THE REQUEST:
Report every line of the records below that contains the string "field", matching case exactly.

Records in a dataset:

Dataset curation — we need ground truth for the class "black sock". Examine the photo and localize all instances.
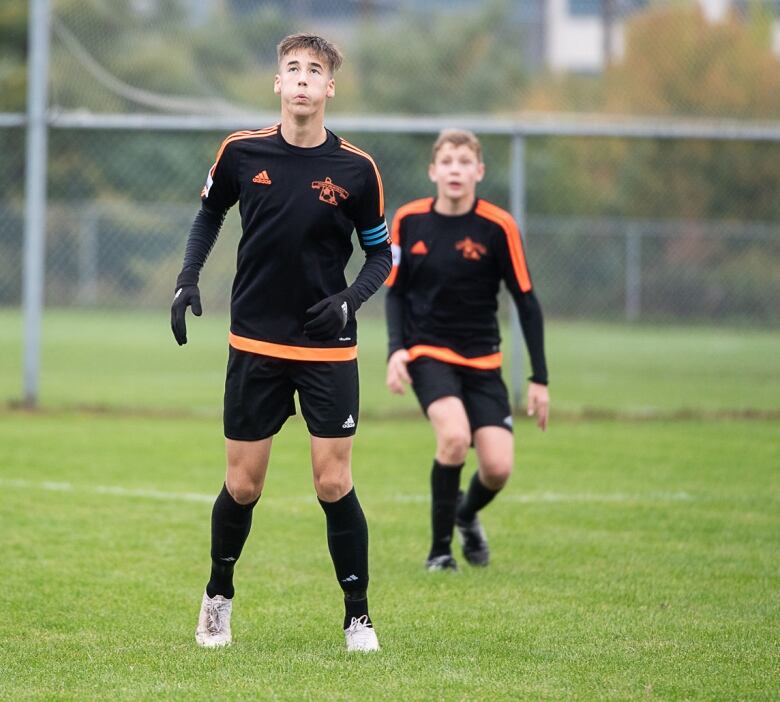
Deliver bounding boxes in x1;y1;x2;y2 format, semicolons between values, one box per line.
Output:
206;485;260;598
319;488;371;629
428;460;463;558
457;471;501;523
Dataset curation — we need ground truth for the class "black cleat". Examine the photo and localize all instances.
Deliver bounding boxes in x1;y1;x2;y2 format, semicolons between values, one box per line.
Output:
455;514;490;567
425;553;458;573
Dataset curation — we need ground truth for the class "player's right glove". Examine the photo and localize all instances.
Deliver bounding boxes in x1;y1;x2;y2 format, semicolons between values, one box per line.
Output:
171;271;203;346
303;288;359;341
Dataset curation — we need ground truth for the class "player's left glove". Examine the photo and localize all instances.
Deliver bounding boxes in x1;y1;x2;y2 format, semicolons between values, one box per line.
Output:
171;271;203;346
303;291;357;341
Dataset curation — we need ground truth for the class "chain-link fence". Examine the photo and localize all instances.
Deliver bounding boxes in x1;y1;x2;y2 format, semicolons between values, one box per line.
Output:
0;0;780;346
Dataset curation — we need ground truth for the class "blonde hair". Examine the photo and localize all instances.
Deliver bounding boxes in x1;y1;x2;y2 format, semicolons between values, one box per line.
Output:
276;33;344;74
431;129;482;163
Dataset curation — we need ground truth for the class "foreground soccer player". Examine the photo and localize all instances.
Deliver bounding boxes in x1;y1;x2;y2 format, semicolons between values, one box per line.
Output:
171;34;391;651
387;130;549;571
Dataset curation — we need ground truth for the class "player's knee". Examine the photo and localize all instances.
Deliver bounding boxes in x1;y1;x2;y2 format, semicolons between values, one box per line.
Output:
314;475;352;502
225;476;263;505
479;461;512;490
437;429;471;465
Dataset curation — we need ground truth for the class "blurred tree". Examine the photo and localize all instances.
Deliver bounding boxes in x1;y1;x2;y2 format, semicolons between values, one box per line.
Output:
0;0;27;112
528;4;780;221
350;0;527;114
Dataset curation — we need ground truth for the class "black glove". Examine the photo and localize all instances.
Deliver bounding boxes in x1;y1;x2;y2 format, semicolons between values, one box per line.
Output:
303;290;356;341
171;271;203;346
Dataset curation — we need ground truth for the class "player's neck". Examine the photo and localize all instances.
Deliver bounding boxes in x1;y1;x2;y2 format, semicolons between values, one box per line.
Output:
433;195;477;217
282;114;328;149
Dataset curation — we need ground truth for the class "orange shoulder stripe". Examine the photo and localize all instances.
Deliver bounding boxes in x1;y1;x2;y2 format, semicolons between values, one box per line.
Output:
385;197;433;288
211;124;279;176
341;139;385;217
228;332;357;361
409;344;502;370
475;200;532;292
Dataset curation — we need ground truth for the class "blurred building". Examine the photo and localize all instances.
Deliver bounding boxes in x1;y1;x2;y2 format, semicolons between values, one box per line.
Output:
544;0;780;73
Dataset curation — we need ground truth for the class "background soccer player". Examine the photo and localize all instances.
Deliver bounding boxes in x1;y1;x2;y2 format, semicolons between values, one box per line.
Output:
171;34;391;651
387;130;549;570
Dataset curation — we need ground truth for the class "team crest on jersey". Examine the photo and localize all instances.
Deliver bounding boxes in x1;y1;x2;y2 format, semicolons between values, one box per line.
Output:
455;236;487;261
311;177;349;207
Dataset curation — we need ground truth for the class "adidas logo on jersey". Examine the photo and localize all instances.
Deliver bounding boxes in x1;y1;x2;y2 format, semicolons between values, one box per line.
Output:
409;239;428;256
252;170;271;185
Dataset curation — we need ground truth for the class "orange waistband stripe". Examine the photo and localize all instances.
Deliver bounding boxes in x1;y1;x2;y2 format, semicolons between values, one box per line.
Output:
228;332;357;361
409;344;502;370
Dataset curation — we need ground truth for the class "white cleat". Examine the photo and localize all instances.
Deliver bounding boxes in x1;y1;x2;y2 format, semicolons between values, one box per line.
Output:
195;592;233;648
344;614;379;651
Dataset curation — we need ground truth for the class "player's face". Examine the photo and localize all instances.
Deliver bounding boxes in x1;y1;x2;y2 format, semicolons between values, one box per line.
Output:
274;49;336;117
428;143;485;202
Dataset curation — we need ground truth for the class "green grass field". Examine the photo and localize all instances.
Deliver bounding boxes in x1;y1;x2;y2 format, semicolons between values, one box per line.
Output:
0;311;780;700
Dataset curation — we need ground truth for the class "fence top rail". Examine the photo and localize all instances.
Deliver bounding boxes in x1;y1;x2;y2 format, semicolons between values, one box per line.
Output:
0;110;780;141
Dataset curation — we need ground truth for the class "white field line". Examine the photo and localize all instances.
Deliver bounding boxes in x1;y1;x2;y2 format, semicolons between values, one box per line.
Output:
0;478;696;504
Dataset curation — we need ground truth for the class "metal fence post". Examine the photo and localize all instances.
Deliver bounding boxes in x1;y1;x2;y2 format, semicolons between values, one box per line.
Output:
509;132;526;410
626;224;642;322
78;206;100;306
22;0;50;407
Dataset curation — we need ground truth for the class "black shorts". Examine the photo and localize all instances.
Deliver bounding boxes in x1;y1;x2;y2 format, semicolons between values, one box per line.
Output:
408;356;512;432
223;346;359;441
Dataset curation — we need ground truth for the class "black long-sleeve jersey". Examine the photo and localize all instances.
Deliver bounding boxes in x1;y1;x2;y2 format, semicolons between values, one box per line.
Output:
386;198;547;384
183;125;390;361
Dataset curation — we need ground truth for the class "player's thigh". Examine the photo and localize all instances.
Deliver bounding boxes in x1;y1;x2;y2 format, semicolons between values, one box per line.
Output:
474;426;515;482
311;436;353;502
428;395;471;448
223;347;295;441
407;356;463;417
460;368;512;433
225;436;273;504
291;360;360;439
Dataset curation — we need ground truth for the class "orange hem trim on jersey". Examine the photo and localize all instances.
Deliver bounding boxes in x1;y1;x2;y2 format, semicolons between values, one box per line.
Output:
228;332;357;361
341;139;385;217
474;200;532;292
385;197;433;288
408;344;502;370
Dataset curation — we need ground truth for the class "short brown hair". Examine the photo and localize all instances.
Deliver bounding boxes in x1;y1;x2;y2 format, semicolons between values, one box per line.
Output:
431;129;482;163
276;33;344;74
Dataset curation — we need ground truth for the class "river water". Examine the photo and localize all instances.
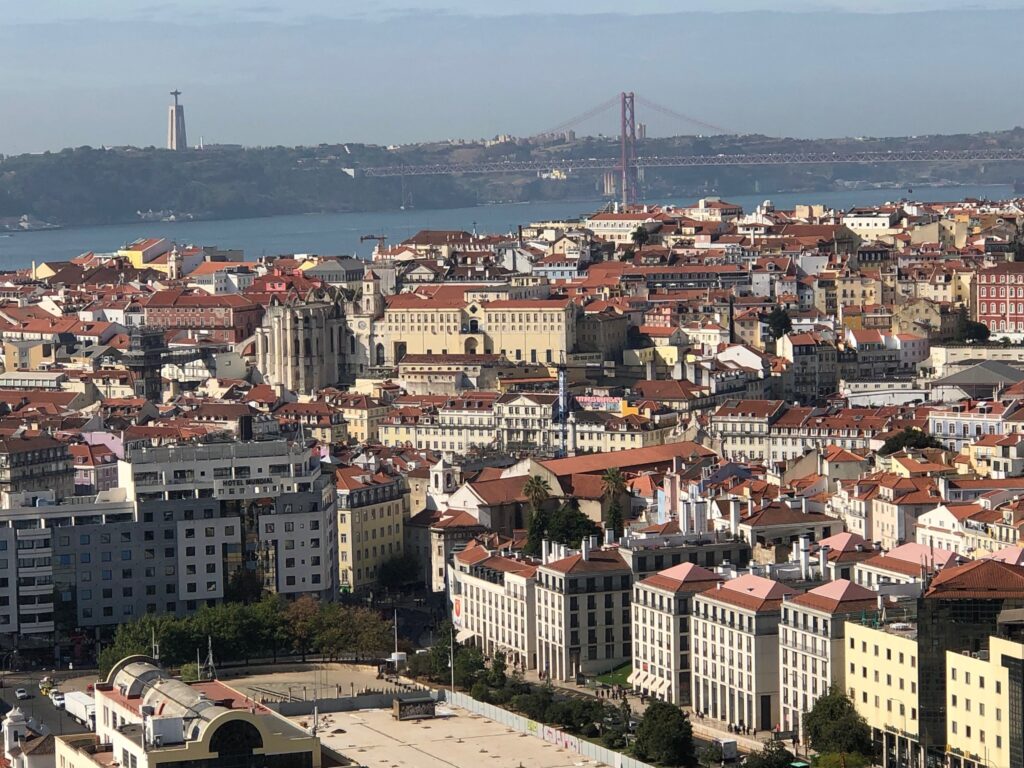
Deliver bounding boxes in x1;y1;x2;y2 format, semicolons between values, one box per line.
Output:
0;184;1013;269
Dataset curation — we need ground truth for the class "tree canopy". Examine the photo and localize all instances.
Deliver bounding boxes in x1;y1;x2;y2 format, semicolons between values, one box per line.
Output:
879;427;945;456
953;306;990;342
99;595;394;675
633;700;696;766
743;741;794;768
804;686;874;757
765;304;793;339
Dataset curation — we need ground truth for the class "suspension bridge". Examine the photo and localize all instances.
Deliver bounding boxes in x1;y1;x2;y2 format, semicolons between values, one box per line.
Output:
350;92;1024;204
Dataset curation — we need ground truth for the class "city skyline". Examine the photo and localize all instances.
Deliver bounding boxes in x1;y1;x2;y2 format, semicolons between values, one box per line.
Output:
0;0;1024;154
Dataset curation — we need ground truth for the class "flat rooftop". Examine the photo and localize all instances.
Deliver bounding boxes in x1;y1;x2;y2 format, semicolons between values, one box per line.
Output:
299;703;599;768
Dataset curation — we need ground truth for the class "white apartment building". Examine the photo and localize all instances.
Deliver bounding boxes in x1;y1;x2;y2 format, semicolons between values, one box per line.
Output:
629;562;722;707
495;392;560;452
450;544;538;670
778;579;878;741
537;540;633;680
690;573;796;730
0;440;338;658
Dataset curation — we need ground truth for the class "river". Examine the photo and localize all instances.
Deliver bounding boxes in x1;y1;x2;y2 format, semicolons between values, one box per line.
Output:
0;184;1014;269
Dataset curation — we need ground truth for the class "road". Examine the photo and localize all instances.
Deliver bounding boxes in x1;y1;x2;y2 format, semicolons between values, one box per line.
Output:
0;671;95;735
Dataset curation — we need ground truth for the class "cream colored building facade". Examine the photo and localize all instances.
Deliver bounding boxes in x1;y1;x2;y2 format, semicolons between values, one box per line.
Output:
845;621;920;766
449;547;537;670
381;294;577;365
337;467;409;592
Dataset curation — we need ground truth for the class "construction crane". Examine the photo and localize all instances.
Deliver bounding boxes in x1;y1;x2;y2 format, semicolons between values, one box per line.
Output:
359;234;387;256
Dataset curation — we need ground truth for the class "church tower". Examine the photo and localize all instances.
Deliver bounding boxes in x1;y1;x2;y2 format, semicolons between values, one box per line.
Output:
360;269;384;319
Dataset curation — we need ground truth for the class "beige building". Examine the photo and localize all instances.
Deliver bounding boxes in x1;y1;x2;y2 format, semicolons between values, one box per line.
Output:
382;293;577;364
845;621;925;768
778;581;878;741
58;655;323;768
378;392;495;456
537;540;633;680
629;562;722;707
946;637;1024;768
337;467;409;592
690;574;796;730
450;543;537;670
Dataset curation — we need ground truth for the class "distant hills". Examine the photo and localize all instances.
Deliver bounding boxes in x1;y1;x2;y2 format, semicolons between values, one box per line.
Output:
0;128;1024;226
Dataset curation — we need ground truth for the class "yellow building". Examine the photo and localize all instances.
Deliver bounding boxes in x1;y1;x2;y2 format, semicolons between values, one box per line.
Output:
324;392;390;444
846;622;920;766
377;293;577;364
946;637;1024;768
118;238;171;269
336;467;409;592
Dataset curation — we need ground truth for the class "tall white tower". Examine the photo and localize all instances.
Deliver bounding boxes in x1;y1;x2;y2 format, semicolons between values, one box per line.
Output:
167;88;188;152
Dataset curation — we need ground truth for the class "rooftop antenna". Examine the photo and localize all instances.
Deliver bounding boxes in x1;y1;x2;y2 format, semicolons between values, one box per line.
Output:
197;635;217;680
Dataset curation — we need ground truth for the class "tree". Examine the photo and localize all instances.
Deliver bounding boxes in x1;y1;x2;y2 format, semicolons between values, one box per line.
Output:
804;685;874;756
546;498;600;547
814;752;872;768
766;304;793;339
879;427;945;456
953;306;989;342
455;645;485;688
522;475;551;518
604;499;625;540
697;741;723;768
523;509;548;557
285;595;321;662
601;467;626;539
630;224;650;251
634;700;696;766
743;741;794;768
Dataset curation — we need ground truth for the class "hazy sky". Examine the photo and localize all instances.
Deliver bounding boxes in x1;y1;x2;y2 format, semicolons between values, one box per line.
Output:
0;0;1024;154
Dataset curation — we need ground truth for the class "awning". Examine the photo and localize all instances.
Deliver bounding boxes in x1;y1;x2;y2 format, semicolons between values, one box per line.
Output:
651;678;672;696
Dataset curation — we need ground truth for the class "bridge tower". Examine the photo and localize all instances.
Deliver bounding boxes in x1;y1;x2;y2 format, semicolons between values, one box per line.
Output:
618;91;640;206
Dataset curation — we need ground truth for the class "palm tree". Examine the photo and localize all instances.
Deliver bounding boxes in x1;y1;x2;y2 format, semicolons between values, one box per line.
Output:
522;475;551;527
601;467;626;539
630;224;650;251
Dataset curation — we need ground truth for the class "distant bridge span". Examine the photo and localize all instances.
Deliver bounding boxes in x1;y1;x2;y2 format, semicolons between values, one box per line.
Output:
348;150;1024;178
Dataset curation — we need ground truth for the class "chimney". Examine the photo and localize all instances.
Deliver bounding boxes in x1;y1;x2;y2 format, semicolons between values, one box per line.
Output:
818;544;831;581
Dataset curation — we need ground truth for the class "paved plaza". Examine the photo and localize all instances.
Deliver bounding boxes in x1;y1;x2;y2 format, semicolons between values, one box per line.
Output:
307;706;601;768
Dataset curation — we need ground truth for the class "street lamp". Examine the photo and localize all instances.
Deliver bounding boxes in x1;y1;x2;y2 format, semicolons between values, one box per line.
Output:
0;648;17;688
886;696;910;768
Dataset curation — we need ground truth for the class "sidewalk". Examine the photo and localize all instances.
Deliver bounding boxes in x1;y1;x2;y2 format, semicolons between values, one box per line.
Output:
523;670;774;752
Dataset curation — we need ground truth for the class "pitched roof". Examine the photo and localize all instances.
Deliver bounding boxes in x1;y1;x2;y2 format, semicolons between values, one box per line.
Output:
640;562;722;592
705;573;797;610
544;549;630;573
925;559;1024;600
791;579;878;613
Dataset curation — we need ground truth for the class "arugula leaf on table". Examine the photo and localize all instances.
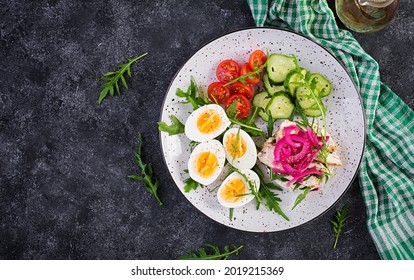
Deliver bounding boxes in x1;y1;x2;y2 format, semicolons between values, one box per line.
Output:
158;115;184;136
292;188;311;210
128;133;163;205
98;52;148;105
175;77;210;110
177;244;243;260
331;204;349;249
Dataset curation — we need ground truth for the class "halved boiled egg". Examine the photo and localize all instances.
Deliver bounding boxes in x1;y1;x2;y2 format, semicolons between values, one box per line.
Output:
217;169;260;208
184;104;230;142
223;128;257;169
188;139;225;185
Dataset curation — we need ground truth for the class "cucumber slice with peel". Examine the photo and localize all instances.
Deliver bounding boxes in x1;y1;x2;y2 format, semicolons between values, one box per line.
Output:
265;92;295;119
284;70;305;97
266;54;298;84
309;74;332;97
262;72;285;95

SOLUTION FOR THIS TASK:
Dataset curation — we need ground truth for the class "green grass field". Examine the photo and localize all instances.
Dataset curation — we need ground truth for the class "white field line". Examine the photo and localize all instances.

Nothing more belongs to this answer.